● **WHAT TO PRODUCE**: Using the records below, write out again exactly the lines that begin at the line containing "the blue pillar" and end at the line containing "the blue stadium", and no other lines.

Start of RECORDS PROVIDED

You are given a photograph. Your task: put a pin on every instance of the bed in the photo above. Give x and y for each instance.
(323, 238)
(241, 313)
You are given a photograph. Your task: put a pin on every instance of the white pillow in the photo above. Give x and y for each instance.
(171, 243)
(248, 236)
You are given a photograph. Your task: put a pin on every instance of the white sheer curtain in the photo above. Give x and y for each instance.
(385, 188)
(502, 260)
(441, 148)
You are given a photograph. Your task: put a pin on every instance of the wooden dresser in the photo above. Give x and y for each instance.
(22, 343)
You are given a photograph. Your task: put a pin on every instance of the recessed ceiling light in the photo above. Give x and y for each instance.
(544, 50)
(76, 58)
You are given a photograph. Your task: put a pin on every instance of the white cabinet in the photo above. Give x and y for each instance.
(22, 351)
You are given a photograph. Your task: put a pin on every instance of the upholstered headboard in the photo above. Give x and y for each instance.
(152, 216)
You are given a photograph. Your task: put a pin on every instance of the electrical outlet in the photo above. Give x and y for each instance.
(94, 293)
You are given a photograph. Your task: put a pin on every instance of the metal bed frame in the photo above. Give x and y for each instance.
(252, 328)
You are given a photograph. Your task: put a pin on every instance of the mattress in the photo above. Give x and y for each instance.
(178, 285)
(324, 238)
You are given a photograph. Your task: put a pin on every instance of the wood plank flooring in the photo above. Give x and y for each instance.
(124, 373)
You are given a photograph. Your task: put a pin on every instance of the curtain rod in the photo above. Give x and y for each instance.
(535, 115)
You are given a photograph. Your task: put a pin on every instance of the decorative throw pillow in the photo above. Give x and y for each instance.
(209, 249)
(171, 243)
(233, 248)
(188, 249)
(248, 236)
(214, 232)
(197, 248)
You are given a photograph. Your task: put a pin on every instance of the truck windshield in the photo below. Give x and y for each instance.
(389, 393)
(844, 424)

End of RECORDS PROVIDED
Start of RECORDS PROVIDED

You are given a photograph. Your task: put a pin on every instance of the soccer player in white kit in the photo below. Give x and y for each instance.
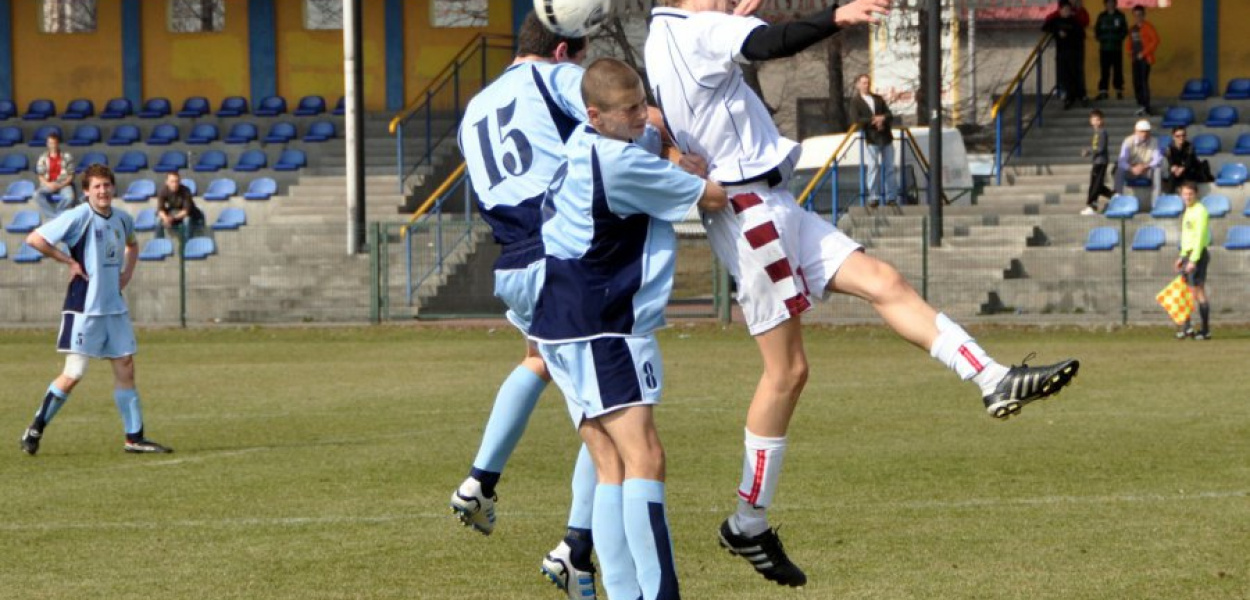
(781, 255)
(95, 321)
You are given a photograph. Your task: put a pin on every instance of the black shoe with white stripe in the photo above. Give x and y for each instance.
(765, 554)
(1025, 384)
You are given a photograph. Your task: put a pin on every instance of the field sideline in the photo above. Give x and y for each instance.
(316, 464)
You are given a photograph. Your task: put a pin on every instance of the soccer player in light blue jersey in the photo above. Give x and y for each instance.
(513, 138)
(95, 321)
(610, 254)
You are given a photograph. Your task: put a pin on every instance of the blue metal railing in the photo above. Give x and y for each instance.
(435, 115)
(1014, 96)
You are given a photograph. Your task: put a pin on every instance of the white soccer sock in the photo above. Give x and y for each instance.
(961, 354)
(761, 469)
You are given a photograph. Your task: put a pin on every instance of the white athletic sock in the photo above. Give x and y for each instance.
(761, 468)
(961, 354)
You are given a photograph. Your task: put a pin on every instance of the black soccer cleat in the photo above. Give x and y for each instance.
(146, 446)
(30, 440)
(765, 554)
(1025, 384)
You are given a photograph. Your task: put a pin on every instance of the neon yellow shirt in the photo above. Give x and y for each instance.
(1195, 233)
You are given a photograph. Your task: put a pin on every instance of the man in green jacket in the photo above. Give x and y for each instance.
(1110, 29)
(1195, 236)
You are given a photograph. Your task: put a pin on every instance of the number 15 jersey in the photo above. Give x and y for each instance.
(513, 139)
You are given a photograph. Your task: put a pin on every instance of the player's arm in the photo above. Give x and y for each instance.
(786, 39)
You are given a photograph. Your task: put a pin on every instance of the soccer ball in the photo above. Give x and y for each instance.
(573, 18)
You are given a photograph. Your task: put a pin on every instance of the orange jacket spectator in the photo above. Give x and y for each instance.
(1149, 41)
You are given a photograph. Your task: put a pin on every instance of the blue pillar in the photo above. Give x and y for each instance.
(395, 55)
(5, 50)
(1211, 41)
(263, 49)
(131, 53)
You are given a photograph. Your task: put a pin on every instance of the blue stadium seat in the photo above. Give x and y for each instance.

End of RECORDS PROVIDED

● **OUTPUT OF THE TASK**:
You are given a photograph. Your task: put a pin on every instance of the blue pillar in the photo above. Give x and y for each instance.
(395, 55)
(5, 50)
(1211, 41)
(263, 49)
(131, 53)
You are given a photograph. Your task: put a pin on every instance of the blue stadium seat in the photo above. Give x and y for each instance.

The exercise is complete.